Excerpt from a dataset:
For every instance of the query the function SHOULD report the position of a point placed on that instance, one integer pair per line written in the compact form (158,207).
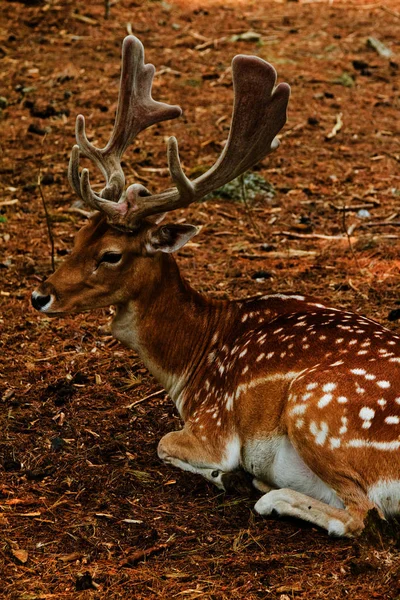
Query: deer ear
(169,238)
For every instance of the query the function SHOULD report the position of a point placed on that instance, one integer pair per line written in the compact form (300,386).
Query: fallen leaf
(20,555)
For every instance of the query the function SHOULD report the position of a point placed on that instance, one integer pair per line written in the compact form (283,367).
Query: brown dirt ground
(84,500)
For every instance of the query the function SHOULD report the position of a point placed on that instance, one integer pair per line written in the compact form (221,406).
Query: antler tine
(259,114)
(136,111)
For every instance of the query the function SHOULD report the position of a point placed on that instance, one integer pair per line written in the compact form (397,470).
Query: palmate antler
(259,113)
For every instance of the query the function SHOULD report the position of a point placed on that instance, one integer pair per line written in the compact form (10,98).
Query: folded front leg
(189,452)
(337,521)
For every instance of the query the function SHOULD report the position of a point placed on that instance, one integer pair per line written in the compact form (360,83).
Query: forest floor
(86,508)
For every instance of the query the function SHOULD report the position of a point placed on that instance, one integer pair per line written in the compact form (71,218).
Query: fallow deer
(303,397)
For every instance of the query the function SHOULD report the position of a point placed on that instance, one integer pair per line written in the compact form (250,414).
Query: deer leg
(185,450)
(289,503)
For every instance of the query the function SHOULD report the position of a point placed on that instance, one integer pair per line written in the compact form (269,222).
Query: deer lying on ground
(302,396)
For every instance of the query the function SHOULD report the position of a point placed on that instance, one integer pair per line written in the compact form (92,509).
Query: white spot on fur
(334,443)
(392,420)
(311,386)
(324,400)
(299,409)
(343,428)
(383,384)
(386,446)
(366,413)
(320,433)
(329,387)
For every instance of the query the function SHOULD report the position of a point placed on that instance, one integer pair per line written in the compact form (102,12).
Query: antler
(136,111)
(259,113)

Problem details: Quote all of the records above word for word, leaving out the pictures.

Result of this exercise:
For every instance of the query the function SHOULD report the position of a point placed on that instance, one integer pair per line written in the compact form (158,207).
Query: deer ear
(169,238)
For every instance of the query the function SHOULD report the position of a point placed on that instance, one integer pair per line written in the compact form (300,386).
Query: fallen leaf
(20,555)
For every instance of the query the function SHOULD report the position of a point placed on that instance, one integer pair per line written in the compact form (283,367).
Query: brown dirt ground
(84,500)
For every instance of the query the function SHOULD report the position of a point placed on that instance, one integer pair per line written in the compact form (221,406).
Query: antler tine
(259,114)
(136,111)
For every instance of the query the function SHOULD report the position of a point placed on that instance, one integer pair per line written in the compact form (397,470).
Query: palmate antler
(259,113)
For every instance of the query the function SHOULD report the position of a point placed on that instance, one integer pair per line written in the compact form (10,98).
Query: folded front leg
(189,452)
(337,521)
For every instance of the query the function SHOULD report the position of a point placed on that instance, one integer pair per line written in the compact form (360,83).
Query: forest floor
(86,508)
For every instance of the query the function SHOULD report the position of a point placed on that instance, one integer pair per line written in the compact form (71,218).
Query: fallow deer
(303,397)
For every instance of the query the function SHOULD report the position of a point placed on that instance, one integer pair per line written in the compact form (250,414).
Query: deer leg
(185,450)
(289,503)
For every instance of the query the function SHOULD report the position of a point placed on that instance, one integer pair per line written in the compact form (269,222).
Query: deer lying on ground
(302,396)
For every instance of the query the function SHOULD report the position of a point placed on that instance, one integer pair per line written in the compact form (92,509).
Query: white spot on fur
(334,443)
(392,420)
(311,386)
(324,400)
(299,409)
(343,428)
(383,384)
(386,446)
(366,413)
(320,433)
(329,387)
For every instance of the query the function SHOULD report the position of a point placed on that instance, one integer pair per line written in the compact form (102,12).
Query: antler
(136,111)
(259,113)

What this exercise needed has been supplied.